Exercise ->
Each record below is to be reproduced without any change.

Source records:
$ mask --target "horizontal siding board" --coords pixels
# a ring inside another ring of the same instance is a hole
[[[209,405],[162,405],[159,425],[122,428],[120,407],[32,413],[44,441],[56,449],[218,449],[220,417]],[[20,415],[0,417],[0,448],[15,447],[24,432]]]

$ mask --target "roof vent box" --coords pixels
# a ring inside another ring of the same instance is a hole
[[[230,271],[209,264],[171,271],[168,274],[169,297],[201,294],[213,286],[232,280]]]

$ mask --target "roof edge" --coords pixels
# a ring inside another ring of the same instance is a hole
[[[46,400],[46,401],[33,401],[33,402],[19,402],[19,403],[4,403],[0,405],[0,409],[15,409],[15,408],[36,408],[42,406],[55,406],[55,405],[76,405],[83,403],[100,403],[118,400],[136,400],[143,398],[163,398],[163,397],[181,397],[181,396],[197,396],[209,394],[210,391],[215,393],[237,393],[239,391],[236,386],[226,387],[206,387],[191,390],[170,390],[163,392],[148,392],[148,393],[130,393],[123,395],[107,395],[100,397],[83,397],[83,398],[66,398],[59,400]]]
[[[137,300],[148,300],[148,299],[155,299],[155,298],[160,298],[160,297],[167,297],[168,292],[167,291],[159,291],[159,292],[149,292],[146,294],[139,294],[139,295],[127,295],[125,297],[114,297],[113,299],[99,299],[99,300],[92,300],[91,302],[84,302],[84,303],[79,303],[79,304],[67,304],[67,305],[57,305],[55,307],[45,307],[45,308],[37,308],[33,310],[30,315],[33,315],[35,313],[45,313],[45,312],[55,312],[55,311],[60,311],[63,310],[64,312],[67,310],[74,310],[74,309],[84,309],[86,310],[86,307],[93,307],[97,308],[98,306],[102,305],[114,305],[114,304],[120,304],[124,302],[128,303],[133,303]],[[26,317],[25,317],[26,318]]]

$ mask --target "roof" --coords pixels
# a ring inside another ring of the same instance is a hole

Exercise result ->
$ mask --target "horizontal siding board" --coords pixels
# a ring inside another ring of the same instance is a hole
[[[209,405],[162,405],[159,425],[122,428],[120,407],[32,413],[44,441],[56,449],[218,449],[220,417]],[[20,415],[0,417],[0,448],[15,447],[24,432]]]

$ mask --target "roof vent box" --coords pixels
# a ring inside another ring of the same instance is a hole
[[[230,271],[209,264],[171,271],[168,274],[169,297],[201,294],[213,286],[232,280]]]

$ mask --target "roof edge" --coords pixels
# a ring inside another ring of the same instance is a hole
[[[46,400],[46,401],[33,401],[33,402],[19,402],[19,403],[4,403],[0,405],[0,409],[15,409],[15,408],[36,408],[42,406],[55,406],[55,405],[76,405],[83,403],[100,403],[118,400],[136,400],[143,398],[163,398],[163,397],[181,397],[181,396],[197,396],[209,394],[210,391],[215,393],[237,393],[239,391],[236,386],[226,387],[206,387],[191,390],[170,390],[163,392],[148,392],[148,393],[130,393],[123,395],[107,395],[100,397],[83,397],[83,398],[66,398],[59,400]]]
[[[137,300],[148,300],[148,299],[155,299],[155,298],[160,298],[160,297],[167,297],[168,292],[167,291],[159,291],[159,292],[149,292],[146,294],[139,294],[139,295],[127,295],[125,297],[114,297],[113,299],[99,299],[99,300],[92,300],[91,302],[84,302],[84,303],[79,303],[79,304],[67,304],[67,305],[57,305],[55,307],[45,307],[45,308],[37,308],[33,310],[30,315],[33,315],[35,313],[45,313],[45,312],[55,312],[55,311],[60,311],[63,310],[64,312],[67,310],[74,310],[74,309],[84,309],[86,310],[86,307],[93,307],[97,308],[98,306],[102,305],[114,305],[114,304],[120,304],[124,302],[128,303],[133,303]],[[26,317],[25,317],[26,318]]]

$ mask --target "roof" --coords pixels
# a ring inside another ring of the same instance is a hole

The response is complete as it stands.